** Start of Stored rows **
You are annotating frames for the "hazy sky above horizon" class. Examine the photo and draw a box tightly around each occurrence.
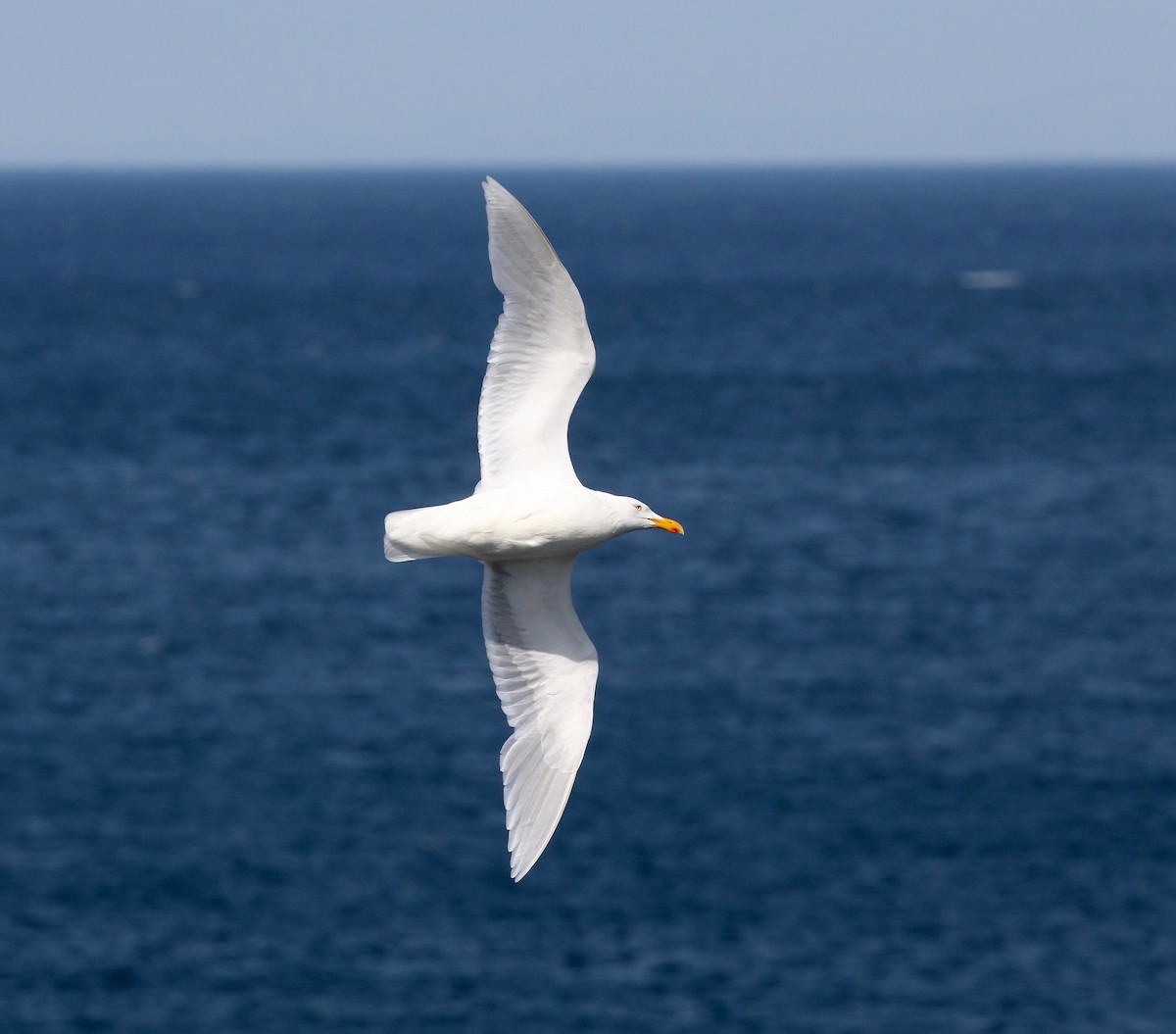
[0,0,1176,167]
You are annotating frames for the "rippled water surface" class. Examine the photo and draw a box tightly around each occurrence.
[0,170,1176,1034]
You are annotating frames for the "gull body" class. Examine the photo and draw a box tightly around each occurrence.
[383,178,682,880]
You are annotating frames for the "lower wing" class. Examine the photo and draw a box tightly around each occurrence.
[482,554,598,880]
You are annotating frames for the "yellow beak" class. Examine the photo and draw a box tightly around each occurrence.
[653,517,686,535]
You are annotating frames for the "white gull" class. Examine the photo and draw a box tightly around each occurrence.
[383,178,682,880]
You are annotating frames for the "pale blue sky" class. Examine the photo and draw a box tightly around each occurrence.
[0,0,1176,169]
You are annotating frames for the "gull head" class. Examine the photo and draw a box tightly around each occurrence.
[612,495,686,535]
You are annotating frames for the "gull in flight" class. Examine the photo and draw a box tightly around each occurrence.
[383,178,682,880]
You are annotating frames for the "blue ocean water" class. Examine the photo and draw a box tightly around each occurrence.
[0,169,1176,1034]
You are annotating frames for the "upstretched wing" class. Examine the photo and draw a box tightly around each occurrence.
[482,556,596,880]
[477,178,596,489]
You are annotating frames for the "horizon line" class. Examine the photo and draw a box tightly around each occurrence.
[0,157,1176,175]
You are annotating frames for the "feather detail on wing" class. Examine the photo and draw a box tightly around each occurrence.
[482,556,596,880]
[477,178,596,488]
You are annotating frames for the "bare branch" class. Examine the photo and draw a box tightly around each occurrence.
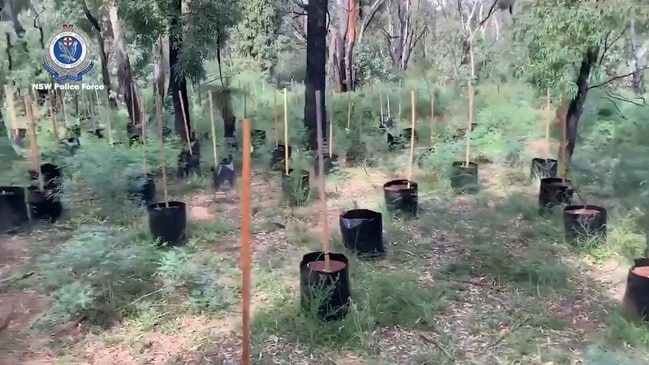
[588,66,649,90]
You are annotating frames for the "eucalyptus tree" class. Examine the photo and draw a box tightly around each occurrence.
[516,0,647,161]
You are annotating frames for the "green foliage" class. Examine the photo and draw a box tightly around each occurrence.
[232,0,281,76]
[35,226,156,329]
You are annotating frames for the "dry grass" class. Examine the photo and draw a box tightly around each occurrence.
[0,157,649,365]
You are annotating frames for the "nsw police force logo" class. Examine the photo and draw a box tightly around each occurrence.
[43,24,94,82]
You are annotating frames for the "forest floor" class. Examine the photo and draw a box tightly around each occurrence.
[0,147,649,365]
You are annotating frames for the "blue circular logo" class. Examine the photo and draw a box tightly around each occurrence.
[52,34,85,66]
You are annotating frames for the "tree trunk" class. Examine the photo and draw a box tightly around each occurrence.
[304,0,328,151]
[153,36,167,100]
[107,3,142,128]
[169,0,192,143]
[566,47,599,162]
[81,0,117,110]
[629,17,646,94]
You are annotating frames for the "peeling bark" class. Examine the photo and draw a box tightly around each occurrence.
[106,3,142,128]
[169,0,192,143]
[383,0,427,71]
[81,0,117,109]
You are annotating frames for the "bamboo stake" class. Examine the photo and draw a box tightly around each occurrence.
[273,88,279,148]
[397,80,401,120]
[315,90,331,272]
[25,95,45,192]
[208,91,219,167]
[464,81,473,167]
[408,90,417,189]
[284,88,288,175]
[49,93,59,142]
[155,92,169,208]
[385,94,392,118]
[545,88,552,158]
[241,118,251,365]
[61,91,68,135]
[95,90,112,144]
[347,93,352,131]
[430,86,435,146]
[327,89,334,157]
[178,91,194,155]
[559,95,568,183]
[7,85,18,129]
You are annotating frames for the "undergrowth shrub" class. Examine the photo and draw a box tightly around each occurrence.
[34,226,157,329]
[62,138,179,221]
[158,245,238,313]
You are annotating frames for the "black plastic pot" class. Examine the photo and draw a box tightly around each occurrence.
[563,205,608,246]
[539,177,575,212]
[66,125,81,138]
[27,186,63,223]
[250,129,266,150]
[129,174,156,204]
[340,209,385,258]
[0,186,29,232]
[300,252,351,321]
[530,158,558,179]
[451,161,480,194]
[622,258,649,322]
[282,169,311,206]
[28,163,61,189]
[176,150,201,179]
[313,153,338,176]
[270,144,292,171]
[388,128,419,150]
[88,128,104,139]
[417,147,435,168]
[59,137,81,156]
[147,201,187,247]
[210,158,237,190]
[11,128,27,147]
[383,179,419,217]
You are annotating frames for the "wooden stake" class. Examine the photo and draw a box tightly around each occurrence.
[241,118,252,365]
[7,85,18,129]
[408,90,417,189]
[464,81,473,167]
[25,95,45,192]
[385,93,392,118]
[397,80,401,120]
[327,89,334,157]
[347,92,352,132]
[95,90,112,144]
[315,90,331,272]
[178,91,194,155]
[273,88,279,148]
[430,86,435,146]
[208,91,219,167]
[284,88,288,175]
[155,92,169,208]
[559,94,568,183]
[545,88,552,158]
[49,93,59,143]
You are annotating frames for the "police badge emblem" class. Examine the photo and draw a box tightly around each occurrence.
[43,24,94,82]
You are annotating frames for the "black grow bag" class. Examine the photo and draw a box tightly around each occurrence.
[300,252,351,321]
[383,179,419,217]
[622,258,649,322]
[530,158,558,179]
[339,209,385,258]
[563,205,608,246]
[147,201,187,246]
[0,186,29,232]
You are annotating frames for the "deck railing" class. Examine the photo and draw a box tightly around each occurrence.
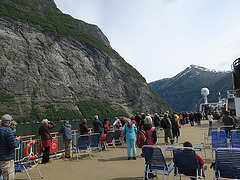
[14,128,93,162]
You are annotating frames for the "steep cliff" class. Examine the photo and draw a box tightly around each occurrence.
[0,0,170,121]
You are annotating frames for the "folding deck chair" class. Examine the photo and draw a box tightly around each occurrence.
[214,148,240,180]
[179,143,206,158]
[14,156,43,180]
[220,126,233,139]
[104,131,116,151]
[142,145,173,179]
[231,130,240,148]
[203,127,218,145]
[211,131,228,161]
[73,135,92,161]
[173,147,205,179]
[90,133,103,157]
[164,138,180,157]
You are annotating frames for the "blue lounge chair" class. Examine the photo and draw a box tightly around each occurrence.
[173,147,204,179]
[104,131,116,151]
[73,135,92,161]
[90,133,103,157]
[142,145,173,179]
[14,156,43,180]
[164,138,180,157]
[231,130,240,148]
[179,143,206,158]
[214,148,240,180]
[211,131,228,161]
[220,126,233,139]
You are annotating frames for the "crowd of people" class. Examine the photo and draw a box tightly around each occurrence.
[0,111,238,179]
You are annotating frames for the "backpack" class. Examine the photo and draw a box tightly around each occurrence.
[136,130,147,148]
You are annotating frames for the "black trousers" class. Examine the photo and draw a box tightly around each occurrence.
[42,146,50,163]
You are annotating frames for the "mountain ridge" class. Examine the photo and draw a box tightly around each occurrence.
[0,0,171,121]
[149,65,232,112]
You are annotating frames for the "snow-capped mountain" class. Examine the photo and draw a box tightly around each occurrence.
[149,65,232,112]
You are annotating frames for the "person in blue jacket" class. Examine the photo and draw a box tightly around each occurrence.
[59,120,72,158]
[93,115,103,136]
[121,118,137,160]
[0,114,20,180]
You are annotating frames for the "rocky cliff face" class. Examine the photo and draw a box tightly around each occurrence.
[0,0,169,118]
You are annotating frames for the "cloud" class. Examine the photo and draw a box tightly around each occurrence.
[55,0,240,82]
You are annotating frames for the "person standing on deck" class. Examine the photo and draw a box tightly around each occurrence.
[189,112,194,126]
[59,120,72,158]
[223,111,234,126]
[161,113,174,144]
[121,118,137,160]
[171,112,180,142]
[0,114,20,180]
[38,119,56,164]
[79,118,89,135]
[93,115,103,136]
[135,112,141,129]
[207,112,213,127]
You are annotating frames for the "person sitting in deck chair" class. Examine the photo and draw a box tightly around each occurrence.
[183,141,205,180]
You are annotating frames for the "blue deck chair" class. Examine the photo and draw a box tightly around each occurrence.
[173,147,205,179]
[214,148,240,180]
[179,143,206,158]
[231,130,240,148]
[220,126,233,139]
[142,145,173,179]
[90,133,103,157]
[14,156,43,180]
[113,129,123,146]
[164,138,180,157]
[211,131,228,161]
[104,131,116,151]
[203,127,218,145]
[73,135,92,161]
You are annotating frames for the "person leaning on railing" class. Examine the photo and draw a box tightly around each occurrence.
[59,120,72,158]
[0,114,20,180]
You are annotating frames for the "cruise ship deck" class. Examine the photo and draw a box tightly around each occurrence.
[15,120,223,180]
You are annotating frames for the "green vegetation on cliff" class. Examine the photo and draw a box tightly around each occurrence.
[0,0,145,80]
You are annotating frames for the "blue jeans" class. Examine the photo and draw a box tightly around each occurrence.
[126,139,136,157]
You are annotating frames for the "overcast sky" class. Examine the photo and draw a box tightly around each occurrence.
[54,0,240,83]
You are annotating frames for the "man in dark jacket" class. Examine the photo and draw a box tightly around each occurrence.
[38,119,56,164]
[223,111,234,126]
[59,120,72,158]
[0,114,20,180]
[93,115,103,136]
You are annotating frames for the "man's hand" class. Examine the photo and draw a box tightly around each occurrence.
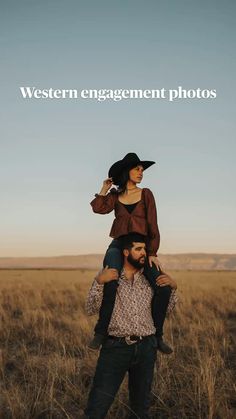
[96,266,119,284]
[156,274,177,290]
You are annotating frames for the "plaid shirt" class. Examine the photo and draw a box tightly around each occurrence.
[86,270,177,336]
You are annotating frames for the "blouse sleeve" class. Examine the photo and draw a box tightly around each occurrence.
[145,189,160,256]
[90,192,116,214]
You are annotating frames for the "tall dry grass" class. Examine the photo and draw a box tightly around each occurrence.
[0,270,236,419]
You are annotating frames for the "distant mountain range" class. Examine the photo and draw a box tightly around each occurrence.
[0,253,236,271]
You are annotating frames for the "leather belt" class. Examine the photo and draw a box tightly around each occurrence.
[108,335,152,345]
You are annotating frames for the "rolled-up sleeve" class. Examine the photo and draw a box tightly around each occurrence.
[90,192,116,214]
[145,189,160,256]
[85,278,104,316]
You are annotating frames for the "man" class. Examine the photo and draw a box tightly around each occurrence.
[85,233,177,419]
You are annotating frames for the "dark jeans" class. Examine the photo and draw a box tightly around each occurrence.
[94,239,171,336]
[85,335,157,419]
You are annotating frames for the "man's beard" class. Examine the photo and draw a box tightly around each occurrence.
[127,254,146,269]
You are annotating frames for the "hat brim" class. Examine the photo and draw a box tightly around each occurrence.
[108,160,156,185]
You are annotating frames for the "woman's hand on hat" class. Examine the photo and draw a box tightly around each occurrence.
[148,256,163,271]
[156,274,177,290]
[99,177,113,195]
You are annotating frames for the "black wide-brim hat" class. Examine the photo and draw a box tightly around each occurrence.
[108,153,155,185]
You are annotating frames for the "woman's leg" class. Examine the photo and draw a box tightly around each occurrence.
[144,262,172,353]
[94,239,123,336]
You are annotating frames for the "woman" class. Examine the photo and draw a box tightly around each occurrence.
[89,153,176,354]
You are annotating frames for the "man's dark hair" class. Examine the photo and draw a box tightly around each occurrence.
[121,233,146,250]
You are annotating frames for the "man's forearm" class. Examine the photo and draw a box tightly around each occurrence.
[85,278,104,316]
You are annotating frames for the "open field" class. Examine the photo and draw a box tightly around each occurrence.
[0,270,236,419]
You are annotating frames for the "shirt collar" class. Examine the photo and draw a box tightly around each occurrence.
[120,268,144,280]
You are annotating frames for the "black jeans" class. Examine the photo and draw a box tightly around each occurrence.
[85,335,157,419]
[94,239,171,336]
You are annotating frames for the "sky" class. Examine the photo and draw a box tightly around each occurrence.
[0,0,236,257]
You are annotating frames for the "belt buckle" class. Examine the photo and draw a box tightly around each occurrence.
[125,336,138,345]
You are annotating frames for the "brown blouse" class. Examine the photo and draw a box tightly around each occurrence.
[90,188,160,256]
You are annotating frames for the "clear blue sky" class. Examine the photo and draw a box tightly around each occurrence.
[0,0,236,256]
** End of Stored rows **
Extract every line above that contains the string "police", treating uppercase and lowercase as different.

## Expected output
You are annotating frames for the "nsw police force logo" class. Examine the photo and draw a box tightly around each occurrence.
You are annotating frames for the "police badge emblem" class. Examine the photo and draw a box tightly around each occurrence.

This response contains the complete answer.